Requirement: Transcribe word for word the lines below from the line with "Target: gray-haired man speaking" through the line with "[ ] one point per instance of the dark hair", ends included.

(Point-per-instance localization data)
# # # # #
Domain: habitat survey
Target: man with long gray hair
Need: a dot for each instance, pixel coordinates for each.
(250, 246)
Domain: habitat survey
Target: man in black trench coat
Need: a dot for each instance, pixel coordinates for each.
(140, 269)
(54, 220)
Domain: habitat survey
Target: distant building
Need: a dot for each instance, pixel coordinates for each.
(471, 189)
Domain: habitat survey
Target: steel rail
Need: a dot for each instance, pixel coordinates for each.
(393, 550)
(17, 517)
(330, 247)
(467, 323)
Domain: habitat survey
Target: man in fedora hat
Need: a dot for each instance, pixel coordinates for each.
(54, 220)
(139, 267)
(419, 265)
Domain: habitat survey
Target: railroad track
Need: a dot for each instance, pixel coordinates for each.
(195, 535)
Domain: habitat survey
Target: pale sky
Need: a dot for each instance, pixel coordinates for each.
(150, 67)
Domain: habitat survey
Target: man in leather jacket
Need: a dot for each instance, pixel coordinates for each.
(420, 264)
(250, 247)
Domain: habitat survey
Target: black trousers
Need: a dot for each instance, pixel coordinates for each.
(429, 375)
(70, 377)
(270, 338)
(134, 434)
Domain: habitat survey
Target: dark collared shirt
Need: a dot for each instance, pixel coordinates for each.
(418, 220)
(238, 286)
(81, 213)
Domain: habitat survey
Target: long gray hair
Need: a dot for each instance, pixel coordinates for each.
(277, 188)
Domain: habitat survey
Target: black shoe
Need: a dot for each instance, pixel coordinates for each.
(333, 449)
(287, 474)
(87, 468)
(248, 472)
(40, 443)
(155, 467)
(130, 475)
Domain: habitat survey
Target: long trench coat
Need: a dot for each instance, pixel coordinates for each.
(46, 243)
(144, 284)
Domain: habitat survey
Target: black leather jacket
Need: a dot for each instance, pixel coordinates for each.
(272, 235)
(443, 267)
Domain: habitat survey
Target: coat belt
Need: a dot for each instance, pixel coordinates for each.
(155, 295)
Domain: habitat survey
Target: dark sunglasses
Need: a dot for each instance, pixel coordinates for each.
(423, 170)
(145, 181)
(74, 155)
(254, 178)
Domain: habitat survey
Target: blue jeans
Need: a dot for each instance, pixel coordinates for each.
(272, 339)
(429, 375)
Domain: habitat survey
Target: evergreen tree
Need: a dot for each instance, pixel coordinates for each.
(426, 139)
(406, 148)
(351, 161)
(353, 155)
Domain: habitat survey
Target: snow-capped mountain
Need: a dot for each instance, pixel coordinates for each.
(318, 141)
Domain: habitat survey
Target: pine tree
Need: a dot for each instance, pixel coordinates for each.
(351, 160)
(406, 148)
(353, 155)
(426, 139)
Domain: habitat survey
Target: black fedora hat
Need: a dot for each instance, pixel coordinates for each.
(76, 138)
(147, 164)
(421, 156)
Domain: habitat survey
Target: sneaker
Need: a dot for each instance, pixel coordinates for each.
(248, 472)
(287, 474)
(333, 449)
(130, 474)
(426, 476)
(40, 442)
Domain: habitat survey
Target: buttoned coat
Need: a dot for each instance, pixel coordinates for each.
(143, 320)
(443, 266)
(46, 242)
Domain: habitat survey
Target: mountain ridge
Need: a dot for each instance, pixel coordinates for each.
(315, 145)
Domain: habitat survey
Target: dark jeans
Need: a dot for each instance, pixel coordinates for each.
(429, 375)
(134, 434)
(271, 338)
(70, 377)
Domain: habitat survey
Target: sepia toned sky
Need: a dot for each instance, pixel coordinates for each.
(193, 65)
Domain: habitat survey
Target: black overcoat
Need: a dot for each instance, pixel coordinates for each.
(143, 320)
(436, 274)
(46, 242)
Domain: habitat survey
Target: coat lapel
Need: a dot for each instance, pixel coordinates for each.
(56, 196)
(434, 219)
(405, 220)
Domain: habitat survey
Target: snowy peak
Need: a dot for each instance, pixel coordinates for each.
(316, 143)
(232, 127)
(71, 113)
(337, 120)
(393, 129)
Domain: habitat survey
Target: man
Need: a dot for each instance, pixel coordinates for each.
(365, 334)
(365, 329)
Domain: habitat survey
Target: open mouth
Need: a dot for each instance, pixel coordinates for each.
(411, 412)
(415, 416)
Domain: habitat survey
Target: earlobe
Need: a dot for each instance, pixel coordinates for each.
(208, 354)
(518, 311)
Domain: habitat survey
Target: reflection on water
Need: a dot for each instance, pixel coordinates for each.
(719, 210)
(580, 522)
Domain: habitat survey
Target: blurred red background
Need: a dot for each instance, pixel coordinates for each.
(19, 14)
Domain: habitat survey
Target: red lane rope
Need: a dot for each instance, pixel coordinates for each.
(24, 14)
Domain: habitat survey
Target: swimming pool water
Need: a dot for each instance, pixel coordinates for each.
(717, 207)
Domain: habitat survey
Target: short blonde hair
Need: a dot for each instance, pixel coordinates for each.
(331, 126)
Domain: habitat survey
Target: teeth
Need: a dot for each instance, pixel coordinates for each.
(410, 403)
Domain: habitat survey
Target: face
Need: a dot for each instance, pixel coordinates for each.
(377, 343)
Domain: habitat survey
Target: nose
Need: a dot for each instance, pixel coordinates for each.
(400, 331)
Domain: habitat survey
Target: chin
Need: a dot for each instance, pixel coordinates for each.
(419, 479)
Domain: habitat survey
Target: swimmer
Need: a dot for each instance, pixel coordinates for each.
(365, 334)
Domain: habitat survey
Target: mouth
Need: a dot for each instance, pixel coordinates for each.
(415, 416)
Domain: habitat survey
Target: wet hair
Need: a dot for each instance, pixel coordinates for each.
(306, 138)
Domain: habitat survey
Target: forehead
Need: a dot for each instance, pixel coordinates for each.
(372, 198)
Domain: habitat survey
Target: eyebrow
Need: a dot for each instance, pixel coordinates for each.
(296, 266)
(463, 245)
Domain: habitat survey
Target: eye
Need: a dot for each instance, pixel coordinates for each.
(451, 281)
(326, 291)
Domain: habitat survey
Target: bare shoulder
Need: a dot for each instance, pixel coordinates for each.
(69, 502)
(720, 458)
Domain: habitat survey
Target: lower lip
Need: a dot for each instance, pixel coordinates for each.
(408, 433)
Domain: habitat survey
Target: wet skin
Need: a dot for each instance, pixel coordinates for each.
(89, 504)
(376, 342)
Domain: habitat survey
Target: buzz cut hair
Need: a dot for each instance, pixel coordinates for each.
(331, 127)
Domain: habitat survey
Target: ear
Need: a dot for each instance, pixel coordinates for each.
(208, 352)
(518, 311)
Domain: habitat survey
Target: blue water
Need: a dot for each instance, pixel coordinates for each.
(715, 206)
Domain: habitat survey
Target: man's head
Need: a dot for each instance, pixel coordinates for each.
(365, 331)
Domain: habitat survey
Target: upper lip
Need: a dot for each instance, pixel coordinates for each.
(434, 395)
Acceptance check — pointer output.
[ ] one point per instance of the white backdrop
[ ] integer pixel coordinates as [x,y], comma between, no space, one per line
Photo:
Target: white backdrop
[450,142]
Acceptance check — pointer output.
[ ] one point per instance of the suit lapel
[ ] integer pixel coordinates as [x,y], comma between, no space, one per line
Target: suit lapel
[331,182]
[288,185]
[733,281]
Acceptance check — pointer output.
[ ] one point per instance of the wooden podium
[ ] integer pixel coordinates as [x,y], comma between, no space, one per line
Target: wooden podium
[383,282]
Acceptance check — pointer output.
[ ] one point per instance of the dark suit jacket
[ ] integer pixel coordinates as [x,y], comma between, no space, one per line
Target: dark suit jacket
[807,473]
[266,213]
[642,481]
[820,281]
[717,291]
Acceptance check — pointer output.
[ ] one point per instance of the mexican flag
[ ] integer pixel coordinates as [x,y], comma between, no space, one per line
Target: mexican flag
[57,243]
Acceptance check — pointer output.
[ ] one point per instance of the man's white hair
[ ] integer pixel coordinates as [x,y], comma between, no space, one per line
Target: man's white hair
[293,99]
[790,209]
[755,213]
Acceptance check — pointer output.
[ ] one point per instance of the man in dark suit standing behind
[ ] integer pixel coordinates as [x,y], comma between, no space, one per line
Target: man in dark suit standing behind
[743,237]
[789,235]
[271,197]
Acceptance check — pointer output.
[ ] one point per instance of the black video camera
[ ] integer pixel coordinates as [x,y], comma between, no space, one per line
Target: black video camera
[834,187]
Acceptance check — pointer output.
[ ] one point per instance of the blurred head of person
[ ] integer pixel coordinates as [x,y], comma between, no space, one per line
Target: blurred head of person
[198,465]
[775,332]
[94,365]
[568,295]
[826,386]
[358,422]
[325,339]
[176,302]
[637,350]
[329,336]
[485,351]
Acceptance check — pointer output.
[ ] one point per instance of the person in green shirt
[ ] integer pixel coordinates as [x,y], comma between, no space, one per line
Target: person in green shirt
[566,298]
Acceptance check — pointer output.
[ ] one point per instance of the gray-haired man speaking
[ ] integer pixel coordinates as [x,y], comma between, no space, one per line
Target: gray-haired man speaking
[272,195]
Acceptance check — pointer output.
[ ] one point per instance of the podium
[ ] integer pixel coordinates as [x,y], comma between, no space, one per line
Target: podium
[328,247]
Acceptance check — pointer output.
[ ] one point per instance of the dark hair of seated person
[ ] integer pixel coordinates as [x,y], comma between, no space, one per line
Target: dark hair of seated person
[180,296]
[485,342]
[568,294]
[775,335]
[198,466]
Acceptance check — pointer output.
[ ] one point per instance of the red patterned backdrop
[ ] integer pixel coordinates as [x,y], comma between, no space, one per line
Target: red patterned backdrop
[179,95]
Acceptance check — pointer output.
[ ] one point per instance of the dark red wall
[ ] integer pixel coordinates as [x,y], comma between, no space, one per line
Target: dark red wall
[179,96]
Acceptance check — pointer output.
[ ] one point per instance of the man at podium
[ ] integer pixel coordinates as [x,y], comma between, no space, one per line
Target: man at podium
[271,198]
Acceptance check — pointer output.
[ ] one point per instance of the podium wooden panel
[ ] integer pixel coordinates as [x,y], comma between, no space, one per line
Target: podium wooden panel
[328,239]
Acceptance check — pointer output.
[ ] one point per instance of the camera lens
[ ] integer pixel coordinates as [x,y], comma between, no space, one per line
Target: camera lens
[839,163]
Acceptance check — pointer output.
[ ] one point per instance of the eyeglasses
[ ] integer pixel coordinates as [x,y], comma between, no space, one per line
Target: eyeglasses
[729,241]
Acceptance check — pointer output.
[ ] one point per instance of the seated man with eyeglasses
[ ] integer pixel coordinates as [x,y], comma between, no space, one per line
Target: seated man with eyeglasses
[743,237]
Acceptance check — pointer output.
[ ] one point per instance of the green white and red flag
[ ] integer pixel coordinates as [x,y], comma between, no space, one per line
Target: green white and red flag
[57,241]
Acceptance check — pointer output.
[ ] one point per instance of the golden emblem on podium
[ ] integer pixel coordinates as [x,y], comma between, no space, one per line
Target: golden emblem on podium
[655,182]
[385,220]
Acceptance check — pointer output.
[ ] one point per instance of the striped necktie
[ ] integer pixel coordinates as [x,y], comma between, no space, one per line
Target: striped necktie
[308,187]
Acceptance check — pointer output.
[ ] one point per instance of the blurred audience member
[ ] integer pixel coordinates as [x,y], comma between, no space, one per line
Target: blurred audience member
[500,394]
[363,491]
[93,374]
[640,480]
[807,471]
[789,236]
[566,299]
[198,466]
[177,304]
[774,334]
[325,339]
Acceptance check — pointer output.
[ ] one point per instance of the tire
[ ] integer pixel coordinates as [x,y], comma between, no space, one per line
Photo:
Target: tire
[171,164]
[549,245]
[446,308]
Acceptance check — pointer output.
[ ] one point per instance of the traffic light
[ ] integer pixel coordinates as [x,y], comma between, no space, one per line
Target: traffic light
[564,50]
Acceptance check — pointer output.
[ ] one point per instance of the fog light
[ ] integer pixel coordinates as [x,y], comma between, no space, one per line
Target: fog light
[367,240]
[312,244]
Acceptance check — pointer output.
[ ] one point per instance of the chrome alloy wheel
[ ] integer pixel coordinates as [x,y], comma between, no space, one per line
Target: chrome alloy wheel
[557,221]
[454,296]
# # # # #
Your solution:
Target: gray-haired man speaking
[272,195]
Acceptance check — pointer output.
[ ] one point per instance of the podium
[ ] integer pixel coordinates as [x,y], comma between, no space, one per line
Target: podium
[328,247]
Acceptance check — pointer output.
[ ] one point per instance of the dark hair of seated person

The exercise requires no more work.